◆ **What you should do**
Your response should consist solely of the records, written out exactly.

[Recorded data — start]

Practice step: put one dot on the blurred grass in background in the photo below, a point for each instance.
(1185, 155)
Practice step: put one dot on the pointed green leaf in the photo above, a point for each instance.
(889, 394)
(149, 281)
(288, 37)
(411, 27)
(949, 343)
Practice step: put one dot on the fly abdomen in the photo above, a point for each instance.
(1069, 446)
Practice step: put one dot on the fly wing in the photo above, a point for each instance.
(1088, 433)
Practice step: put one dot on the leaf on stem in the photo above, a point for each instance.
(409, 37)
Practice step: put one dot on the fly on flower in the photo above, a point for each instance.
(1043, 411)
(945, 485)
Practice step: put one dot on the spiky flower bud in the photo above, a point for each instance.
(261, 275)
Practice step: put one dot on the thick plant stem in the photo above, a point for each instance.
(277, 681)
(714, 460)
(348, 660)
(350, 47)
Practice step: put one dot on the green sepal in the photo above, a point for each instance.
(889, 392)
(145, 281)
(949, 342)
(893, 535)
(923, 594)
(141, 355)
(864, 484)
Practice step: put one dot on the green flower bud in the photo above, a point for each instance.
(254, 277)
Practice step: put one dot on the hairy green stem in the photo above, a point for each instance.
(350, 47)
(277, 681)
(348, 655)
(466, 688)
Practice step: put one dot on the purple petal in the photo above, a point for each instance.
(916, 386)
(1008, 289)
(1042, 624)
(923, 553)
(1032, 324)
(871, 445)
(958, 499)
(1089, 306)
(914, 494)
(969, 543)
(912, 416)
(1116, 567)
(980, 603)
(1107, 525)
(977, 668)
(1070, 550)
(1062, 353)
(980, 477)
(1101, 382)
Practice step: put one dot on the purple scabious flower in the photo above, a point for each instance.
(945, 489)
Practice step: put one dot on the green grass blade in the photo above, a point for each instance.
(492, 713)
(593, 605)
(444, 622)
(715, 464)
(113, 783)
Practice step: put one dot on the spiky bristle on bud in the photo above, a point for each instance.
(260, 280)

[Recorded data — finish]

◆ **Answer to this exercise**
Practice step: put one dot on the blurred grass in background in the photo below, a point for each instance.
(1185, 155)
Practice step: put one dot on the pointed green leaf in the photo above, a point for each instance.
(889, 394)
(149, 281)
(288, 37)
(411, 27)
(949, 343)
Practice step: put one dot on the fly abdomen in the photo above, a point for each instance.
(1069, 446)
Practice step: put one dot on the fly wing in the photo above, a point for each instance.
(1088, 433)
Practice step: put one dot on the leaf on stem in the photo above, a point for each instance.
(409, 37)
Practice step: put one dot on the fly on flower in the photo above, a point for each instance.
(1043, 411)
(945, 485)
Practice step: put one dot on the spiky flower bud in the photo above, a point for each instance.
(261, 275)
Practice step: put one dot on the thick plant stem in the photo above, a point for each instance.
(277, 681)
(714, 460)
(348, 660)
(350, 47)
Practice step: put one dot on the green sepal in the photo above, a point for each instance.
(889, 392)
(145, 281)
(949, 342)
(893, 535)
(923, 594)
(141, 355)
(864, 484)
Practice step: put one dot on the green flower bud in the photo above, a point for each instance.
(254, 277)
Practice step: put one dot on the hairy green stem in the photo above, a point for each instance.
(350, 47)
(277, 681)
(348, 655)
(466, 688)
Practice step: put one dot on the purple petal in the photo above, a point for each instance.
(916, 386)
(1008, 289)
(1042, 624)
(923, 553)
(1032, 324)
(871, 445)
(958, 499)
(1089, 306)
(914, 494)
(969, 543)
(912, 416)
(1116, 567)
(980, 603)
(1107, 525)
(977, 668)
(1070, 550)
(1062, 353)
(980, 477)
(1101, 382)
Practice step: put one dot on the purple scabious flower in the photo above, a point for each instance.
(945, 489)
Practice step: put one dot on the green grass blade in the photo above, a point for each instance.
(492, 713)
(593, 605)
(444, 622)
(715, 464)
(113, 783)
Practice step: put one dot on the spiky bristle on bud in the photo above, a point for each instance.
(260, 280)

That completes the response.